> _Source records_
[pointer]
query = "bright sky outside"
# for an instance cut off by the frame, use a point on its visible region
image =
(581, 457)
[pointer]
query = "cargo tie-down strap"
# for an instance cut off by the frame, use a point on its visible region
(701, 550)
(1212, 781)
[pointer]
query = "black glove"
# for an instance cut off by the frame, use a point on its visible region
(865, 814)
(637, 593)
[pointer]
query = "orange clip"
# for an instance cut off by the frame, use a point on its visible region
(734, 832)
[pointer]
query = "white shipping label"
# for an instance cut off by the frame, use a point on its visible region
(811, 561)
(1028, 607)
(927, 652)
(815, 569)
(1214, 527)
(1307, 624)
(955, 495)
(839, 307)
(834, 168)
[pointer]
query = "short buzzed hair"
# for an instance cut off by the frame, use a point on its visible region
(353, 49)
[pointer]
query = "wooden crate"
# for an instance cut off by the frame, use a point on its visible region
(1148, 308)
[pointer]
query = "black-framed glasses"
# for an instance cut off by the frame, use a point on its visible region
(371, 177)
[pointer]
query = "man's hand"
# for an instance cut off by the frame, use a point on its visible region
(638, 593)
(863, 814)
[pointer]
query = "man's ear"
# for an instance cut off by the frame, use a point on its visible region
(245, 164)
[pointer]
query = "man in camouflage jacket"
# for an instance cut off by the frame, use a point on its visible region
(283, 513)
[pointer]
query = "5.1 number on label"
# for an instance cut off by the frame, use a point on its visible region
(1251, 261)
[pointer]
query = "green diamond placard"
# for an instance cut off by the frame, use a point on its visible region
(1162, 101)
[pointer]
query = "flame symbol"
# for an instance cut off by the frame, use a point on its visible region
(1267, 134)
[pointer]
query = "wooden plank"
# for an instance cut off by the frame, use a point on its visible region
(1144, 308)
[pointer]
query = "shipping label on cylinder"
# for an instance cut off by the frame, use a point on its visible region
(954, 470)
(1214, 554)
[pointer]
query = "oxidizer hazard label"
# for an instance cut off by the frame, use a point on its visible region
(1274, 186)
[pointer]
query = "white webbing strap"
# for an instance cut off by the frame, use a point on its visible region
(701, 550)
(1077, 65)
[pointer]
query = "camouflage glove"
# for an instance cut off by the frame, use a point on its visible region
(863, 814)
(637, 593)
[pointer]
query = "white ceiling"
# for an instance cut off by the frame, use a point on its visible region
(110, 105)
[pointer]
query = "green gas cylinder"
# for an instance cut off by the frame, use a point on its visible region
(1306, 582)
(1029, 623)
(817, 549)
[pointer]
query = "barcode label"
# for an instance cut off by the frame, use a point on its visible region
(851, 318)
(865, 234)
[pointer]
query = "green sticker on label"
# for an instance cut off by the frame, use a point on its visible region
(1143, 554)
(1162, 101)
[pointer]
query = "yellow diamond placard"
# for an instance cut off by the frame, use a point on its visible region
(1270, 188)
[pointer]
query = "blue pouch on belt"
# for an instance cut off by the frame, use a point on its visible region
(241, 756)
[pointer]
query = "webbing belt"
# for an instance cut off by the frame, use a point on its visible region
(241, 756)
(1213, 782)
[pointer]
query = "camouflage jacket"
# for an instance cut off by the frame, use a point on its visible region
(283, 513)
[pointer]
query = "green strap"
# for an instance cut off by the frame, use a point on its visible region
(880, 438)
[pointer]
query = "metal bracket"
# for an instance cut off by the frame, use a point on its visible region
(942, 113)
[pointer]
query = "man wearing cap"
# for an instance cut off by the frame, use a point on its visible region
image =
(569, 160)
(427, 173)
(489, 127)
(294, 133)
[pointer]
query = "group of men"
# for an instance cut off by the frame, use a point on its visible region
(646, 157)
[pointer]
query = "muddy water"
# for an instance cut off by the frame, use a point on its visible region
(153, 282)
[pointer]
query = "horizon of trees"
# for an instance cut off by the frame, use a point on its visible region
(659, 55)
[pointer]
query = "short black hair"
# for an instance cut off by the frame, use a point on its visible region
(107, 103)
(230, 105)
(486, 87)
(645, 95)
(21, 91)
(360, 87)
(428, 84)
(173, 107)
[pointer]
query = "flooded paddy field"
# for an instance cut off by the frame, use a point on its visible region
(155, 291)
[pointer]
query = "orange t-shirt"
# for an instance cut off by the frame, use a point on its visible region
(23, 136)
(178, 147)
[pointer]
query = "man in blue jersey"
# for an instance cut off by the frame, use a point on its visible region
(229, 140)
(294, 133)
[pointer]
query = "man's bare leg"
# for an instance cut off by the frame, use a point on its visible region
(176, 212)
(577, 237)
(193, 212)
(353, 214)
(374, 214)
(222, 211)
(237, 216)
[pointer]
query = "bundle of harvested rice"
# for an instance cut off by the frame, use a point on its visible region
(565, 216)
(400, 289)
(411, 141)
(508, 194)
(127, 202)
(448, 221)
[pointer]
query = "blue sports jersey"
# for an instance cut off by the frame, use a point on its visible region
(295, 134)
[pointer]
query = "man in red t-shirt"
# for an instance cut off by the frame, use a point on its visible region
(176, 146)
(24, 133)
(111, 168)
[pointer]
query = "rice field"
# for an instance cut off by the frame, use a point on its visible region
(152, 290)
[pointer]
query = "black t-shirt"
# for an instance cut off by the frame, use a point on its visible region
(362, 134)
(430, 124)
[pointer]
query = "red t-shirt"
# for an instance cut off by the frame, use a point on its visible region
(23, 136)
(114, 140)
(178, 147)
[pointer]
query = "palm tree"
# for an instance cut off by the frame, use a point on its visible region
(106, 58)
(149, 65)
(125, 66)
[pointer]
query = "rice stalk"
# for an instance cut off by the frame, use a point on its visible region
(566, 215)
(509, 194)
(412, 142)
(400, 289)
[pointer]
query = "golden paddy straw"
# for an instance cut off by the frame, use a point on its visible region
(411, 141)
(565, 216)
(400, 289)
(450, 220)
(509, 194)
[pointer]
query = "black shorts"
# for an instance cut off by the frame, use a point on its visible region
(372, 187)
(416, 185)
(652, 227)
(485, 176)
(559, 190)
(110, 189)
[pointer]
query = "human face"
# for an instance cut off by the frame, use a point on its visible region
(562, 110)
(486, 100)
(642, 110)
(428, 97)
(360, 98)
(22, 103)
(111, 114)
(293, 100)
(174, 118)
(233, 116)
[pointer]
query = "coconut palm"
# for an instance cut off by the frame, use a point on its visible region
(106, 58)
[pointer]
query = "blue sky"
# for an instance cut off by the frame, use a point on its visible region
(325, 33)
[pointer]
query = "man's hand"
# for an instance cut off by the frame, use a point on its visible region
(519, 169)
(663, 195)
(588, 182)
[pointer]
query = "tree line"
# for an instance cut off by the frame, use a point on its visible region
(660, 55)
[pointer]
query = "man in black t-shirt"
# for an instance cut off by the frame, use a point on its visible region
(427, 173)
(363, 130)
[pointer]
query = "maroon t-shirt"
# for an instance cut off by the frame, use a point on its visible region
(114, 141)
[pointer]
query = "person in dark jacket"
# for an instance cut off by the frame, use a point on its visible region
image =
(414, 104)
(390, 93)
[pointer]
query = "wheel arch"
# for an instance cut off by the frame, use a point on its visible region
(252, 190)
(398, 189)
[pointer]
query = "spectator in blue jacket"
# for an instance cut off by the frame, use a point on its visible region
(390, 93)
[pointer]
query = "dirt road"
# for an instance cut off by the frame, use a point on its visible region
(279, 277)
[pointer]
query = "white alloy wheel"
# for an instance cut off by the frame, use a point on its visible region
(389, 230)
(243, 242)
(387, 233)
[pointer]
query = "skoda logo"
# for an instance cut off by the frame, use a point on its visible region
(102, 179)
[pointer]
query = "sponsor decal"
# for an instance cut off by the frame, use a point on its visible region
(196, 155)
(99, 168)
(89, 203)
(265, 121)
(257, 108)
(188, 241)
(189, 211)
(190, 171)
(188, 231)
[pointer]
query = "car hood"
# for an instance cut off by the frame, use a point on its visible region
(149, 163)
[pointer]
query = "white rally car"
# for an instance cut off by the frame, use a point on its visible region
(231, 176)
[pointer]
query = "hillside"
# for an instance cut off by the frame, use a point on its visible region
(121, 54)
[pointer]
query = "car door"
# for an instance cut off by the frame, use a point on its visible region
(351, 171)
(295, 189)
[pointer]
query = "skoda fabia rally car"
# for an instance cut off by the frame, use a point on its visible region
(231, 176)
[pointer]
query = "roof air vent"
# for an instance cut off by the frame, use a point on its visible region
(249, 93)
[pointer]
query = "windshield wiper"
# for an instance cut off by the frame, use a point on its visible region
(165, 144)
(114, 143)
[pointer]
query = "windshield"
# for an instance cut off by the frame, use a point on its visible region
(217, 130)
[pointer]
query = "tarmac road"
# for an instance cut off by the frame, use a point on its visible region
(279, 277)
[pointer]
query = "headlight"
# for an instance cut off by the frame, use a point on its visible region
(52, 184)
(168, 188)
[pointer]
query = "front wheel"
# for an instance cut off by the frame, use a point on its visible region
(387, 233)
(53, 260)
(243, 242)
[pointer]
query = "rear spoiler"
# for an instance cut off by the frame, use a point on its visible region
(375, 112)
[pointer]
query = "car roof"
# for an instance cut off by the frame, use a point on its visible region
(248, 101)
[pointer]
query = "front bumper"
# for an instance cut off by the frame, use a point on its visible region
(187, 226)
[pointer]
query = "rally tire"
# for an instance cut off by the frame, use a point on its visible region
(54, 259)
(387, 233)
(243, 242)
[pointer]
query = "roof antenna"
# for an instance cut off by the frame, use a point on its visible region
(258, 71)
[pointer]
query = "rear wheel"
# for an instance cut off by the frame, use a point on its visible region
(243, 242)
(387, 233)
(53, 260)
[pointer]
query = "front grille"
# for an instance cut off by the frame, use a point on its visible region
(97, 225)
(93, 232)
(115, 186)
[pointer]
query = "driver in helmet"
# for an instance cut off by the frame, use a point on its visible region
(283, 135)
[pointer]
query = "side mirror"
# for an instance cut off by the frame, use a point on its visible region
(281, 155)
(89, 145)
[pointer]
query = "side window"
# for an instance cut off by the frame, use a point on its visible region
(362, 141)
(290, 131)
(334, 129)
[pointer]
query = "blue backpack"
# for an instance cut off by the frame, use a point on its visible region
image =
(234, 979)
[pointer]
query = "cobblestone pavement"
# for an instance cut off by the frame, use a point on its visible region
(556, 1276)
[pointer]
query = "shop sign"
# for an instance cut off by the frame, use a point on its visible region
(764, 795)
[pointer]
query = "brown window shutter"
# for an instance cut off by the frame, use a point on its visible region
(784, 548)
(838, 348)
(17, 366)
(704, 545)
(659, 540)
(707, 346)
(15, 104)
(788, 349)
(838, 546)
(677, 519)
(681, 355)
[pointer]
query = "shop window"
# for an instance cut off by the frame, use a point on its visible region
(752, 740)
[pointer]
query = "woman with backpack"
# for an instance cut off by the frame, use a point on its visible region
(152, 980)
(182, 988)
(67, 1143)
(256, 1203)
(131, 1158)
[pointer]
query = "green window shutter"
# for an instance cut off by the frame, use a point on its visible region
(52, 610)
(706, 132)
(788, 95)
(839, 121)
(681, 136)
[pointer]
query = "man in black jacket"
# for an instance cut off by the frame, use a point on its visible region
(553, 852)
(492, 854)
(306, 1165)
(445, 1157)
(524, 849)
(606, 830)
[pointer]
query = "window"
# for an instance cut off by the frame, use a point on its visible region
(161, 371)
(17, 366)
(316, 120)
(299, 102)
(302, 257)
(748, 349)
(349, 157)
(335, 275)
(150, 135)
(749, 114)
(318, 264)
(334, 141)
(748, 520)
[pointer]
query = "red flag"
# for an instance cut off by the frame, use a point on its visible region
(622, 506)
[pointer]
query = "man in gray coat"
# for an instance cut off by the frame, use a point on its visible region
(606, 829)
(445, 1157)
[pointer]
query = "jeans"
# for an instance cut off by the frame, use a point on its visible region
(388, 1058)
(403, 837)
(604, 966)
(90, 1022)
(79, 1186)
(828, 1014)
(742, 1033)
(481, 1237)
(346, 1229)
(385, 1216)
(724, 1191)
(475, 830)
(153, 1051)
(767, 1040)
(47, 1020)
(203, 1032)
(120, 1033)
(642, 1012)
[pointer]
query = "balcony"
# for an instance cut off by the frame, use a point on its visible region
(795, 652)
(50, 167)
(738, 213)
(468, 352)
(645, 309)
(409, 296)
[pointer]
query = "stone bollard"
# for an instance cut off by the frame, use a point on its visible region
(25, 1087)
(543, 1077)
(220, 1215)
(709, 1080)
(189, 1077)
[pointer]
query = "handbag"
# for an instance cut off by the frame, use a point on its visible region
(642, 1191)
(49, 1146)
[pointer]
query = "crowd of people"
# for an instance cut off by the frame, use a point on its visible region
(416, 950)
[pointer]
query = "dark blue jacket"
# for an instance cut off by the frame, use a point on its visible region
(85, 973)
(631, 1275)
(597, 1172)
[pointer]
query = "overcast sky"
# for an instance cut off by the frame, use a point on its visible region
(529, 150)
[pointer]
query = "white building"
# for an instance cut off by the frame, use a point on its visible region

> _Aim_
Starting at the beginning of the records and going on through the line with "(1274, 186)", write those lines out again, changing "wooden crate" to "wooden box" and leaving all else as it is.

> _Correct response_
[pointer]
query = "bright sky outside"
# for an instance cut off by the frame, use a point on its visible region
image =
(581, 457)
[pointer]
query = "cargo tie-down strap"
# for an instance cut off by the frame, use a point on its visible region
(701, 550)
(1212, 781)
[pointer]
query = "black glove"
# for an instance cut off by the frame, use a point on its visible region
(865, 814)
(637, 593)
[pointer]
query = "orange clip"
# for an instance cut off by the frame, use a point on its visible region
(734, 832)
[pointer]
query = "white shipping label"
# for an instance cut off by the frame, use a point on its visible region
(811, 561)
(1028, 607)
(927, 652)
(815, 569)
(1214, 527)
(1307, 624)
(955, 495)
(839, 307)
(834, 168)
[pointer]
query = "short buzzed hair"
# for an instance cut off by the frame, use a point on its visible region
(353, 49)
[pointer]
query = "wooden box"
# for an instance cut off by the frame, use a point on its visible region
(1148, 308)
[pointer]
query = "black-framed glasses"
# for an instance cut off by the frame, use a point on its visible region
(371, 177)
[pointer]
query = "man's hand"
# for an instance cut off by the frame, use a point on its visible region
(638, 593)
(863, 814)
[pointer]
query = "man's ear"
# for an instance cut off by the frame, use a point on its visible region
(245, 164)
[pointer]
query = "man in camouflage jacket"
# for an instance cut off by the frame, use a point on its visible region
(283, 513)
[pointer]
query = "5.1 number on label"
# for an instance cut off by the frame, use a point on its visible region
(1251, 261)
[pointer]
query = "green diamond placard"
# for an instance cut off by the frame, use a point on its visible region
(1162, 101)
[pointer]
query = "flame symbol"
# for an instance cut off by the frame, use a point on its visible region
(1267, 134)
[pointer]
query = "wooden plank"
# for an instance cut off by the frame, use a point on its visible region
(1144, 308)
[pointer]
query = "shipping label on cylinder"
# for an instance cut off by the frame, use a point on its visible region
(954, 470)
(1214, 554)
[pointer]
query = "oxidizer hazard label"
# for an instance cut off by the frame, use a point on its visible region
(1274, 186)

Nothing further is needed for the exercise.